> [Source extract]
::::
On 09/17/2017 05:32 AM, Edan David wrote:
> I removed the memset from virNetDevPutExtraHeader and tested on a card 
> supporting switchdev.
> It looks fine to me :)
> Great review guys, thanks!
> 

Thanks for checking... This is now pushed.

Congrats on your first libvirt patch,

John

> 
> -----Original Message-----
> From: John Ferlan [mailto:[email protected]] 
> Sent: Saturday, September 16, 2017 2:04 PM
> To: Laine Stump <[email protected]>; [email protected]
> Cc: Edan David <[email protected]>
> Subject: Re: [libvirt] [PATCHv2] nodedev: add switchdev to NIC capabilities
> 
> 
> 
> On 09/14/2017 11:23 AM, Laine Stump wrote:
>> (Almost all of my comments result in "ok, no action needed". There are 
>> just three items I would like to see changed (2 trivial, 1 also small 
>> but Edan or John may think it prudent to re-test with the change 
>> before
>> pushing) - I marked those comments with [**].
>>
>> On 08/21/2017 05:19 AM, Edan David wrote:
>>> Adding functionality to libvirt that will allow querying the 
>>> interface for the availability of switchdev Offloading NIC capabilities.
>>> The switchdev mode was introduced in kernel 4.8, the iproute2-devlink 
>>> command to retrieve the swtichdev NIC feature, Command example:  
>>> devlink dev eswitch show pci/0000:03:00.0 This feature is needed for 
>>> Openstack so we can do a scheduling decision if the NIC is in 
>>> Hardware Offload (switchdev) or regular SR-IOV (legacy) mode.
>>> And select the appropriate hypervisors with the requested capability see 
>>> [1].
::::
> [Directive A]
Pull out the records from their first line through the line holding "point(1089, 269)", both ends included, and reproduce them word for word.
The mailing-list thread and the records are unrelated to each other.
::::
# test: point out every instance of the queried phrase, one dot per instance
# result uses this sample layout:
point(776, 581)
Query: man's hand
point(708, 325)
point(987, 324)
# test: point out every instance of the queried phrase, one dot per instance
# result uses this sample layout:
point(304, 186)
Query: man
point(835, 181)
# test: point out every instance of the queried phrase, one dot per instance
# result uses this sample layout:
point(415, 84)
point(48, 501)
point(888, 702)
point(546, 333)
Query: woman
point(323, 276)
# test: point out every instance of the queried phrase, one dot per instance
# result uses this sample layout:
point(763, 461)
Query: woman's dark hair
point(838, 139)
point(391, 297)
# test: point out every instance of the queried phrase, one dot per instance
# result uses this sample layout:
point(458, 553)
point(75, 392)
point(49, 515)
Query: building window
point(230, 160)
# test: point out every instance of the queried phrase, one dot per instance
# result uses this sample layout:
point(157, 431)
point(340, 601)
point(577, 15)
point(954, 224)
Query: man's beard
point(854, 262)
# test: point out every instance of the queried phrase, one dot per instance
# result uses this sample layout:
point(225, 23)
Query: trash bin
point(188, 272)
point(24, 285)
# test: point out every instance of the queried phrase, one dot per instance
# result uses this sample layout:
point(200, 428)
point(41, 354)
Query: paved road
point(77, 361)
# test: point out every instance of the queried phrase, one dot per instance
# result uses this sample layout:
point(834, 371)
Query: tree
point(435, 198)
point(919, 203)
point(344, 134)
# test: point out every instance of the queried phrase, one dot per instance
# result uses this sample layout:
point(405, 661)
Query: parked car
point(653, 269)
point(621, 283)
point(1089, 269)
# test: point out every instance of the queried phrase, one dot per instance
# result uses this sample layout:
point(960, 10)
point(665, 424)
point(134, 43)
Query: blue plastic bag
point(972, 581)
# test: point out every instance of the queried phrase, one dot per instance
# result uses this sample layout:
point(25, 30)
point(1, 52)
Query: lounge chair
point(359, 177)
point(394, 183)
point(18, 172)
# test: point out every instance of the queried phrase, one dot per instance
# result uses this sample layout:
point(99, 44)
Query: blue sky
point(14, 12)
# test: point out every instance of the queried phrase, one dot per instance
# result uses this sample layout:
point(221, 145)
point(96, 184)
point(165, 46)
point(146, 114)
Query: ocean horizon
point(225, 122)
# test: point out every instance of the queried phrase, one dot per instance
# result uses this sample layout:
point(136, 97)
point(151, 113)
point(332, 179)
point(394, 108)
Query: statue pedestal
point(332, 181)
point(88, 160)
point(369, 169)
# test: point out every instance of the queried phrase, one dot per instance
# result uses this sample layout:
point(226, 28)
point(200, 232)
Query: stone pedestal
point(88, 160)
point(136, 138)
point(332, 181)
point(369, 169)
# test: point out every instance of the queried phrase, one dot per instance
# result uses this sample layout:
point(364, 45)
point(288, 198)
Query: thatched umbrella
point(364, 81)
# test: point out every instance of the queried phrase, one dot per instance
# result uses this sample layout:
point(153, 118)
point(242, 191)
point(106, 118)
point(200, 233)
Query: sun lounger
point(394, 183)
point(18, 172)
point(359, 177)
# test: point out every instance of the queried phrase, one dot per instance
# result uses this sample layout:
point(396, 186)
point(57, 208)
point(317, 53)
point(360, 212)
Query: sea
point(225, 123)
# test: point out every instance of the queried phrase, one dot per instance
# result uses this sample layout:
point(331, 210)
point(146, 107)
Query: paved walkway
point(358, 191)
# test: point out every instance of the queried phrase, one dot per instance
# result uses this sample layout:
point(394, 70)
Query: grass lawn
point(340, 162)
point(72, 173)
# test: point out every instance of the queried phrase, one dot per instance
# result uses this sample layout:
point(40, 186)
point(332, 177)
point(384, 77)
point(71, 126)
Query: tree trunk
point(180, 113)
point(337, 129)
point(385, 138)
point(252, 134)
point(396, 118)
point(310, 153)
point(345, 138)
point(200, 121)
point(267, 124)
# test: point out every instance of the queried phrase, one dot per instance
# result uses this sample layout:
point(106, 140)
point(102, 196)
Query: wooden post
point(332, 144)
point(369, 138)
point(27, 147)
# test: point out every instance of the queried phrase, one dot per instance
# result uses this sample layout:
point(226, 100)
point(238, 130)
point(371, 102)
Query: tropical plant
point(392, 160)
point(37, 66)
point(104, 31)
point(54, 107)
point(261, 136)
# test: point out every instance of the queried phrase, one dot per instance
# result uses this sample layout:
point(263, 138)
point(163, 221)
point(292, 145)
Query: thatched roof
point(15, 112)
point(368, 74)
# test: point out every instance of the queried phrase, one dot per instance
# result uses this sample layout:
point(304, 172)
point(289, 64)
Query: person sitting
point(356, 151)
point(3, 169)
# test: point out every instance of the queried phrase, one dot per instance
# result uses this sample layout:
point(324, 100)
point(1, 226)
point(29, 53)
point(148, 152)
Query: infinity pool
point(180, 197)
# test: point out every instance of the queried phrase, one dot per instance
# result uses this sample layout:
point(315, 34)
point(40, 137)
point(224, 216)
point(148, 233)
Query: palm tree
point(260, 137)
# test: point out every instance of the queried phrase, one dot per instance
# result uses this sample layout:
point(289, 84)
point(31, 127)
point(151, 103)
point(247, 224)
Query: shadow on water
::::
> [Directive B]
Condense the paragraph of the mailing-list thread that begins "(Almost all of my comments" into a short bulleted list that keeps its main points.

> [Full answer A]
# test: point out every instance of the queried phrase, one dot per instance
# result uses this sample layout:
point(776, 581)
Query: man's hand
point(708, 325)
point(987, 324)
# test: point out every instance of the queried phrase, one dot per instance
# result uses this sample layout:
point(304, 186)
Query: man
point(835, 181)
# test: point out every instance of the queried phrase, one dot per instance
# result uses this sample layout:
point(415, 84)
point(48, 501)
point(888, 702)
point(546, 333)
Query: woman
point(323, 276)
# test: point out every instance of the queried phrase, one dot per instance
# result uses this sample layout:
point(763, 461)
Query: woman's dark hair
point(838, 139)
point(391, 297)
# test: point out every instance of the queried phrase, one dot per instance
# result uses this sample layout:
point(458, 553)
point(75, 392)
point(49, 515)
Query: building window
point(230, 160)
# test: point out every instance of the queried phrase, one dot per instance
# result uses this sample layout:
point(157, 431)
point(340, 601)
point(577, 15)
point(954, 224)
Query: man's beard
point(854, 262)
# test: point out every instance of the queried phrase, one dot per instance
# result uses this sample layout:
point(225, 23)
Query: trash bin
point(188, 272)
point(24, 285)
# test: point out every instance of the queried phrase, one dot per instance
# result uses this sample layout:
point(200, 428)
point(41, 354)
Query: paved road
point(77, 361)
# test: point out every instance of the queried phrase, one dot per instance
# result uses this sample layout:
point(834, 371)
Query: tree
point(435, 198)
point(919, 203)
point(344, 134)
# test: point out every instance of the queried phrase, one dot per instance
# result uses this sample layout:
point(405, 661)
Query: parked car
point(653, 269)
point(621, 283)
point(1089, 269)

> [Full answer B]
- Almost all comments come to "ok, no action needed."
- Three items should be changed: two trivial and one also small.
- For that small change, Edan or John may think it prudent to re-test before pushing.
- Those comments are marked with [**].